- TEXT PROVIDED:

════════════════════

About Lancer

.

Lancer is a TV Western series from 20th Century Fox, set in the California of the early 1870s. The Wikipaedia entry describes it as a ‘darker and more complex version of the more successful Bonanza”.

Murdoch Lancer, the owner of 100,000 acres of the San Joaquin Valley, California, is under threat from land grabbers, or ‘land pirates’ as he rather quaintly describes them. His foreman, Paul O’Brien, is murdered and Murdoch himself shot in the back by the leader of these land pirates, a man called Day Pardee. Murdoch calls Pardee ‘the big dog that gets the meat’ in a land where pack rule is the only law.

Murdoch has been married twice and has two sons, neither of whom he has seen for twenty years and neither of whom knows about the other. He sends Pinkerton agents to find them, offering them $1000 dollars for an hour of their time. Scott (aged about 24) and Johnny (21) arrive, accept their father’s offer of an equal partnership in the Lancer ranch, and foil Pardee’s attack.

The threat over, they both stay and the two series chart their lives as they build a new family.

.

.

The Episodes

.

The Characters

.

. Murdoch Lancer

played by Andrew Duggan

An immigrant Scot (apparently from Inverness) Murdoch arrived in the US probably sometime in the early 1840s. He married Catherine Garrett, the daughter (possibly only child) of a rich Bostonian businessman Harlan Garrett, against Garrett’s wishes. They moved to California where Murdoch bought the ranch, (in 1844/45?) probably just about the time of the US-Mexican war. California was then Mexican, and not exempt from the troubles – in 1846 it became a part of the US. During this upheaval, the ranch was the target of an earlier group of landgrabbers led by Judd Haney (Yesterday’s Vengeance). In 1845, Murdoch sent a heavily pregnant Catherine to what he hoped would be safety, Harlan travelling to meet her at Carterville, Ca., where she died giving birth to Scott. Harlan took the boy back to Boston and refused to give him back.

The timings posted here tie in with Scott being about 25 in 1870, and Murdoch’s less-than-detailed story of his marriage and Scott’s birth that he gives in the show’s pilot, The High Riders: “Your mother’s family thought she was mad marrying me, and me less than a year off the boat from Inverness. She died, you were born, I left you in their care. Period.”

A couple of years later, Murdoch meets a Mexican woman, Maria, in Matamoros (clear over the other side of the continent, mind you). She got pregnant and they married, and Johnny was born on Lancer (has to be around 1847). Maria eloped two years later with a gambler, taking Johnny with her, and disappeared into the ‘border towns’, the strip of land that runs the length of the US-Mexican border and which was a by-word for violence and lawlessness. Murdoch again, from the pilot: “A couple of years later I met your mother down in Matamoros. She… we got married, you were born. Two years after that I woke one morning to find you both gone.”

════════════════════

- DATA SHOWN:

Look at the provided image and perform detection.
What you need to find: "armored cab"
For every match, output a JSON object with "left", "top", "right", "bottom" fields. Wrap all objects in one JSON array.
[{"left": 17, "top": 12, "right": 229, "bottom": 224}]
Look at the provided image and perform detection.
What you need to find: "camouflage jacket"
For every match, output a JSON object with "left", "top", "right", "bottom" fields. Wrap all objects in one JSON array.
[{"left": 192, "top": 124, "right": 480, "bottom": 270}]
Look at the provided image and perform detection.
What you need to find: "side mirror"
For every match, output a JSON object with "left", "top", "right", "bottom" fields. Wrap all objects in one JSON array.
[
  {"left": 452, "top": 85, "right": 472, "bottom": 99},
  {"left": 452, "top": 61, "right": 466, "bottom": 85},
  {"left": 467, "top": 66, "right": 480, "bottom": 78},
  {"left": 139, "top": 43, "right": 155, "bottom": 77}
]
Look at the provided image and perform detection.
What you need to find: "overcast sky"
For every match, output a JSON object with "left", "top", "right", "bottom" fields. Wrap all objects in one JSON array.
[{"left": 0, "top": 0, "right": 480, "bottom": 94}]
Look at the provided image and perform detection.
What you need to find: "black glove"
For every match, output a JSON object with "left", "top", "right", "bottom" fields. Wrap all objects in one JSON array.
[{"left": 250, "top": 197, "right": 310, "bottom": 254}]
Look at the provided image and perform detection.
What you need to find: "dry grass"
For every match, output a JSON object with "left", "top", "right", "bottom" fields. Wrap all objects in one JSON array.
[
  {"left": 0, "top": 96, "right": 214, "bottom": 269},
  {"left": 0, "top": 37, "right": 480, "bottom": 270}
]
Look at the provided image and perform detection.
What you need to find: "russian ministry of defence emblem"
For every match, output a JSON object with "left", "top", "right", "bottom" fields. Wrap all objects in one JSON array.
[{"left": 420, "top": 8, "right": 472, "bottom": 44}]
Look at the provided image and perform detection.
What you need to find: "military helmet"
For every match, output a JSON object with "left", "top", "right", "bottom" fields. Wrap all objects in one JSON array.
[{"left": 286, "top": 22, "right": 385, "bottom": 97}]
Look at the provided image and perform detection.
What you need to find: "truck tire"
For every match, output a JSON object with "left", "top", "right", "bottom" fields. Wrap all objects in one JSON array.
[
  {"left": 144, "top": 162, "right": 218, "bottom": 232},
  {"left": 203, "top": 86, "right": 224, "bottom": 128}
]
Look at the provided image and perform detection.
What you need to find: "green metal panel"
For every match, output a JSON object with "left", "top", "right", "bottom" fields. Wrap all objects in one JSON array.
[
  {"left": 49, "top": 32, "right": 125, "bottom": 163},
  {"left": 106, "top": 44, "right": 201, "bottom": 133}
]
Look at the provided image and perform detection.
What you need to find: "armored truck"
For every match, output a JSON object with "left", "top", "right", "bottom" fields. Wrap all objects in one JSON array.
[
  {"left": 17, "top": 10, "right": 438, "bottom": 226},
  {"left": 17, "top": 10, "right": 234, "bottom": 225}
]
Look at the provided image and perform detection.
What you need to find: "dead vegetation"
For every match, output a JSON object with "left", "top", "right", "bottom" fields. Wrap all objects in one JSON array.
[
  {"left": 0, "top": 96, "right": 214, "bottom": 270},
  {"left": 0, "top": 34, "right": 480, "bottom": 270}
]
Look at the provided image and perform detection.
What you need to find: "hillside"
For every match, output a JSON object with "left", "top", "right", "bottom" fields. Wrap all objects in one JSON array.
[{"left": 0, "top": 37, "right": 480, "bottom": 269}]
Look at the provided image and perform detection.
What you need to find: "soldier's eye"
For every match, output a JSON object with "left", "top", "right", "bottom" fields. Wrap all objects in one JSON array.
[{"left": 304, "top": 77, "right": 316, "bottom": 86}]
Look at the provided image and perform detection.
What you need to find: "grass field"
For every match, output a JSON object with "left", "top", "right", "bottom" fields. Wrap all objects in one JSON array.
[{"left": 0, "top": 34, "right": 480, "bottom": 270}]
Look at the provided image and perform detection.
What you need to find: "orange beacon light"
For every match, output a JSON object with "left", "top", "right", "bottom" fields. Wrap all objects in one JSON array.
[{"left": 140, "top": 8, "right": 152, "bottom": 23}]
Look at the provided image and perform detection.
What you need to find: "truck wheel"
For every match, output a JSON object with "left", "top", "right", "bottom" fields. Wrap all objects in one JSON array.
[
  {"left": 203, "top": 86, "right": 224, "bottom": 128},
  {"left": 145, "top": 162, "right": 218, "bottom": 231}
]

════════════════════

- PARTS OF THE EXERCISE:
[1] Reproduce the passage of the piece on Lancer starting with "Murdoch has been" and going on through "foil Pardee’s attack.".
[2] According to the piece on Lancer, which actor plays Murdoch Lancer?
[3] Write what comes next in the piece on Lancer, picking up right after its final sentence.
The items can be left aside, since none of this depends on them.

- RESPONSES TO THE EXERCISE:
[1]
Murdoch has been married twice and has two sons, neither of whom he has seen for twenty years and neither of whom knows about the other. He sends Pinkerton agents to find them, offering them $1000 dollars for an hour of their time. Scott (aged about 24) and Johnny (21) arrive, accept their father’s offer of an equal partnership in the Lancer ranch, and foil Pardee’s attack.

[2] Andrew Duggan

[3]
Later it emerges that Murdoch made one trip to Boston when Scott was five, arriving on the boy’s birthday, to try and reclaim him – he would have already lost Johnny by this point – but Harlan used his wealth and position to prevent Murdoch succeeding, (Legacy).

Apart from this one sighting of Scott, Murdoch has seen neither son for twenty years. He’s spent the time creating one of the biggest and most successful ranches in California, telling his sons that he loves this land “more than anything God ever created. I’ve got a grey hair for every good blade of grass you see out there.” Certainly it’s a big estancia, and the house itself, the hacienda, is huge and imposing, with richly furnished rooms in the western style. He’s a successful man, but self-evidently not a happy one.

In the pilot, Murdoch isn’t a likeable character. He is brusque and uncompromising with his sons – “We’re strangers to each other.” – not in the least conciliating. He refuses to explain himself, telling them that it’s all in the past, over and done with. While it’s clear he’s a gentler, more kindly man when he interacts with his ward, O’Brien’s daughter Teresa, he does not welcome his sons in any meaningful way. He does offer them one-third each of the ranch in return for their help in getting rid of Pardee, but insists the he will call the tune. Astonishingly, given their reception, the two accept.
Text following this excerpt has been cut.